START Dataset excerpts

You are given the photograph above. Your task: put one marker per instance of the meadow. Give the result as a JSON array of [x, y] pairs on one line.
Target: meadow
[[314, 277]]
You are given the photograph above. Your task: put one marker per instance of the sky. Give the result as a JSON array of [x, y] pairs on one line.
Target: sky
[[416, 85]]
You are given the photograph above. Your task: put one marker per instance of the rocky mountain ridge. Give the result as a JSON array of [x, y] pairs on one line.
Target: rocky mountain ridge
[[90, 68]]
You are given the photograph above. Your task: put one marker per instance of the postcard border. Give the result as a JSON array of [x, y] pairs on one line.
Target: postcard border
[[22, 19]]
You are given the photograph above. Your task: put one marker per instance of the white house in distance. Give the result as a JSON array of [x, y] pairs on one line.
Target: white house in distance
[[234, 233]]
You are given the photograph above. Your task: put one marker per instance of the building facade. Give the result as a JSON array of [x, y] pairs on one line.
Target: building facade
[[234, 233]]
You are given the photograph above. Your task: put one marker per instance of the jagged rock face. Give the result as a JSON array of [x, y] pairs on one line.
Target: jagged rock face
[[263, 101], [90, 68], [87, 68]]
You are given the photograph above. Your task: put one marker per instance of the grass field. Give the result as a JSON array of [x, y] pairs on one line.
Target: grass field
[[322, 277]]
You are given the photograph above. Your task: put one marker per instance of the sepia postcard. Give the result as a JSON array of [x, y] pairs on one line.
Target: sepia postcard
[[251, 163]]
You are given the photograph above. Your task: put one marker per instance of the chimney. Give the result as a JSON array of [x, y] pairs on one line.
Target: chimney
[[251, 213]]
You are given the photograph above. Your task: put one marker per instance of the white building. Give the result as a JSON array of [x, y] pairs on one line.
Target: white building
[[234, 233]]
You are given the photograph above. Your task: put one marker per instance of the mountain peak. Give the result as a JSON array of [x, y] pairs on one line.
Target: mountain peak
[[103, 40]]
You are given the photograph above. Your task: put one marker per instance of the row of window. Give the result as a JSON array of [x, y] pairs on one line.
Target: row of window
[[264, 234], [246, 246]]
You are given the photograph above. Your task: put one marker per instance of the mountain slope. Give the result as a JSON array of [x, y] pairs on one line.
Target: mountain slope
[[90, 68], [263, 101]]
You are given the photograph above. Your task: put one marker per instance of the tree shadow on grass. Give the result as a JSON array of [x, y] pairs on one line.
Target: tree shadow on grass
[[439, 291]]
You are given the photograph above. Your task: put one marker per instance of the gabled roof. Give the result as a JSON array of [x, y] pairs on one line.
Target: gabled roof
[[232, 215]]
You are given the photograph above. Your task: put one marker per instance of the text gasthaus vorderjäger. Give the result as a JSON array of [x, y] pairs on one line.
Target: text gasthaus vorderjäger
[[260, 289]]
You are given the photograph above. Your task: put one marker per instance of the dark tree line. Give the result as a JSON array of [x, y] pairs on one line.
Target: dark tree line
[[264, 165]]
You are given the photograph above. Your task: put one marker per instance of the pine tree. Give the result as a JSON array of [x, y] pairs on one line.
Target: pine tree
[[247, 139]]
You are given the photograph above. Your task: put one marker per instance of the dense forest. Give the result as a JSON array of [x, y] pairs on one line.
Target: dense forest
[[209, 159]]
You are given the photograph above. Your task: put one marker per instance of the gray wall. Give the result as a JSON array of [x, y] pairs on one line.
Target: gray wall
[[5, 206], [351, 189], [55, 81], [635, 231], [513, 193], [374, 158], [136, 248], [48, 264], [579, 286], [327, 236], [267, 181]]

END Dataset excerpts

* Work instruction *
An exact copy of every record above is what's needed here.

* Output of the exercise *
You are given the photograph above. Your task: put one marker per instance of the meadow. Give the result as a JSON array of [x, y] pairs on one line.
Target: meadow
[[314, 277]]
You are given the photograph above. Your task: put one marker per instance of the sky. Give the result as a JSON array of [x, y] pairs on one line.
Target: sky
[[416, 85]]
You are given the photograph above. Your task: put one marker per instance of the rocky mountain ridge. Give the result as a JSON array of [x, y] pairs on one line.
Target: rocky mountain ridge
[[90, 68]]
You are given the photograph above. Your task: put one marker per instance of the postcard border. Give the result as a JSON array of [x, y] pairs on one line.
Target: postcard border
[[22, 19]]
You are given the photograph above. Your task: put one marker per instance of the white house in distance. Give the result as a JSON array of [x, y] pairs on one line.
Target: white house in distance
[[234, 233]]
You are given the photograph above. Your task: put one marker per instance of the building facade. Give the result as a JSON array of [x, y] pairs on one line.
Target: building facade
[[234, 233]]
You are given the photograph above. Your task: put one marker per instance of the jagged rock face. Give the result as a JSON array of [x, y] pairs on one line.
Target: jagged rock face
[[263, 101], [90, 68], [87, 68]]
You are given the photograph above. Your task: put one marker per instance of the grass field. Give the result as a JSON array of [x, y] pairs on one line.
Target: grass field
[[322, 277]]
You are given the photograph above. Your task: put one marker per instance of the sepia postcard. Give the result as a JSON array of [x, y] pairs on one line.
Target: sepia postcard
[[251, 163]]
You are given the photograph above. Your task: put one marker per instance of the chimney. Give the result as a JSON array of [x, y] pairs on one line.
Target: chimney
[[251, 213]]
You are given the photograph above. Your task: put one marker per instance of the white building. Give the result as a JSON array of [x, y] pairs on one line.
Target: white building
[[234, 233]]
You are given the photograph above. Your task: put one marker per instance of the mountain peak. Give the result as a JSON array of [x, y] pairs on one line.
Target: mountain peak
[[103, 40]]
You are given the photograph above. Your task: put one marker per instance of the row of window. Give the result as a JSON array of [x, y] pairs on one line.
Target: row of window
[[264, 234], [246, 246]]
You are given the photograph above. Your task: put one marker per instance of the mountain slope. Give the result as a JSON array of [x, y] pairs on one line.
Target: mountain slope
[[90, 68], [263, 101]]
You are given the photograph above. Your task: put one marker per instance of the tree shadow on grass. Give the result as a JSON array of [x, y] pairs on one line.
Target: tree shadow on grass
[[439, 291]]
You are given the photograph above. Your task: put one marker per instance of the gabled roof. Give the result as a JSON array of [x, y] pairs on one line.
Target: gabled roof
[[232, 215]]
You are given the photograph above. Your task: put one marker per instance of the text gasthaus vorderjäger. Give the result as a JSON array of [x, y] pairs on one line.
Target: text gasthaus vorderjäger
[[260, 289]]
You are given the photograph above. Your task: put one marker per instance of the dark tree line. Give the result as a JSON array of [x, y] pairs on one line.
Target: dark tree line
[[264, 165]]
You are given the photograph above. Your task: put one marker per instance of the pine tree. Give the result as a JSON array of [x, y] pairs on one line.
Target: pine tree
[[247, 139]]
You are given the photograph above. Your task: put one marker per instance of the dense forest. Give the result as a JSON array of [x, y] pairs on one line.
Target: dense forest
[[209, 159]]
You are given the photograph above. Your task: put one marker per instance of the gray wall. Give the result as a JSON array of [x, y] pairs on one line.
Target: gray wall
[[5, 206], [351, 189], [55, 81], [635, 231], [513, 193], [374, 158], [136, 248], [48, 264], [579, 286], [327, 236], [267, 181]]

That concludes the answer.